_Material provided_:
··········
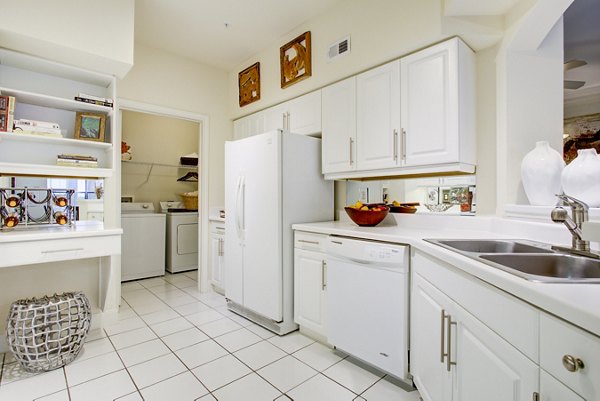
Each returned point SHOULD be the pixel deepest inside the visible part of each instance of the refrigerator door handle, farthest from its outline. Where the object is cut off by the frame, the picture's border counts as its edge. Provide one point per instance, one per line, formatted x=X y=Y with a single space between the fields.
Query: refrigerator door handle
x=243 y=204
x=237 y=207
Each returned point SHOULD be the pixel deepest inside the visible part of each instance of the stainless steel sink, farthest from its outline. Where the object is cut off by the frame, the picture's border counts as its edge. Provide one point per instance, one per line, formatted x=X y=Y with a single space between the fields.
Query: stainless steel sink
x=548 y=267
x=492 y=246
x=530 y=260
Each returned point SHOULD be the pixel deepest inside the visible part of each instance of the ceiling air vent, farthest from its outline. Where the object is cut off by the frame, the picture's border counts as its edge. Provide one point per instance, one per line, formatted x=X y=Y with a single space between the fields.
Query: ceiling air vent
x=339 y=48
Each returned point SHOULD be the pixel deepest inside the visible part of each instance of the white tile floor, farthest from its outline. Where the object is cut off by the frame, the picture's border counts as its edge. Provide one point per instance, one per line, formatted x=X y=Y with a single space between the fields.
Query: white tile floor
x=173 y=343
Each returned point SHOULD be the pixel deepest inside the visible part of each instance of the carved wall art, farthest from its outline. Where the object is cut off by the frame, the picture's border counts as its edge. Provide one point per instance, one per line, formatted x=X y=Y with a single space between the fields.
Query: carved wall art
x=295 y=60
x=249 y=84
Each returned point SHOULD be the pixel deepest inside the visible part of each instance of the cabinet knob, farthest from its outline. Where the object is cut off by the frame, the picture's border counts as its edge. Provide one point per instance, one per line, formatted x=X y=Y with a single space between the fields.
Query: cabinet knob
x=572 y=364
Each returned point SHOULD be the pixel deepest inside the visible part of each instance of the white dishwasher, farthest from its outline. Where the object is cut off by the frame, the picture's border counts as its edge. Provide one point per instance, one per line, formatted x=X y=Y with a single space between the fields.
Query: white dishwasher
x=367 y=301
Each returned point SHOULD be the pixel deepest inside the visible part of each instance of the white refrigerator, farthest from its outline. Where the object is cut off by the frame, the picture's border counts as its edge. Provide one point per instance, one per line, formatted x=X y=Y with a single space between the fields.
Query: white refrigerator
x=272 y=181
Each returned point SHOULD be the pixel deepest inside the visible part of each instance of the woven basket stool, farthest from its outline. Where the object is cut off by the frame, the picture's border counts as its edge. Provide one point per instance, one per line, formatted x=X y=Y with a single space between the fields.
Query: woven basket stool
x=47 y=333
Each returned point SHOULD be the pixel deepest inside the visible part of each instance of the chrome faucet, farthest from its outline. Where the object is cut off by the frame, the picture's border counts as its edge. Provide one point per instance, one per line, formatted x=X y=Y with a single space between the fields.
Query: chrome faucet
x=579 y=211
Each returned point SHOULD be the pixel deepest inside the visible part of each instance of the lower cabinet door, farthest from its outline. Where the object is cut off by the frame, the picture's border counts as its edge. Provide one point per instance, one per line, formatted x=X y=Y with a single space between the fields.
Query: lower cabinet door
x=309 y=290
x=487 y=367
x=553 y=390
x=428 y=341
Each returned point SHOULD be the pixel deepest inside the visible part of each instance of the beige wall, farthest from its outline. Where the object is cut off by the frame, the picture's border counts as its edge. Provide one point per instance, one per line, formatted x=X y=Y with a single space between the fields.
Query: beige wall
x=380 y=30
x=163 y=79
x=162 y=140
x=96 y=35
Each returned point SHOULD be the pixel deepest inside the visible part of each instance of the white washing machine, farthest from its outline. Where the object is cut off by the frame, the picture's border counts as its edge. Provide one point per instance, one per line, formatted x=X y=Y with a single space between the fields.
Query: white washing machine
x=182 y=237
x=143 y=241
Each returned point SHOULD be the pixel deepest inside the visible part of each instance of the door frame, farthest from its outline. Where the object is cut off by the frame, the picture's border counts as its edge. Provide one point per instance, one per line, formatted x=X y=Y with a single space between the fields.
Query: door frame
x=203 y=141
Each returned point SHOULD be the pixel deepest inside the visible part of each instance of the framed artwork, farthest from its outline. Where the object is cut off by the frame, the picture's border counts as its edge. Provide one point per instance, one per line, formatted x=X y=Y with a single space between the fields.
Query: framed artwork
x=90 y=126
x=295 y=60
x=581 y=132
x=249 y=84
··········
_Problem description_: Reproduce word for word everything in the records from the line containing "of the chrome" down to the line containing "Query: chrome faucet", including both of those lines.

_Exercise response_:
Each returned point SHOULD be the pixel deepest inside the visible part of each instance of the chrome faucet, farthest from its outline. Where the object is cut off by the frame, the picture's border counts as its edge. Provide one point per instance, one per line, formatted x=X y=Y with a single space between the fields.
Query: chrome faucet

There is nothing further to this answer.